Reproduce the rows below word for word, from the first line up to and including the line that contains "[272, 212, 354, 390]".
== == ==
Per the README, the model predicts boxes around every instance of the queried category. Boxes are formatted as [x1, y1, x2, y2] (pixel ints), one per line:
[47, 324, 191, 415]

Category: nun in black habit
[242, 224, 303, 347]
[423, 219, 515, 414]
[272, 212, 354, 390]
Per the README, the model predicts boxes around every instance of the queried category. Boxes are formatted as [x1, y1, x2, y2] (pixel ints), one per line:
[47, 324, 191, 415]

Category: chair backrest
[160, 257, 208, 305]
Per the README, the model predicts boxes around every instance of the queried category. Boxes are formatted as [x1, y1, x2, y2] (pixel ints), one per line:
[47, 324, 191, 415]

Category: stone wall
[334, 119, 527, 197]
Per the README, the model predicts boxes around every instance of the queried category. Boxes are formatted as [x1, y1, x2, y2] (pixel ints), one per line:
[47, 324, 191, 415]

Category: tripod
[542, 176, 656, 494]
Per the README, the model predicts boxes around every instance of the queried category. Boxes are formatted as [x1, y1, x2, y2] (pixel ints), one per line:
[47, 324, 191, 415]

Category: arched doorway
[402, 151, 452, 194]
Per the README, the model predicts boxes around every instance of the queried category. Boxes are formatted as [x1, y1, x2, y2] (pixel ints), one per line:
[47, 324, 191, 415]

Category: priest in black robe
== == ==
_Full solution_
Per the README, the model predicts boxes around every instance of the queried category. Boxes are formatted as [x1, y1, x2, y2] (pixel ints), one per line:
[47, 324, 191, 415]

Category: nun in black habit
[242, 224, 303, 347]
[423, 219, 515, 414]
[272, 212, 354, 390]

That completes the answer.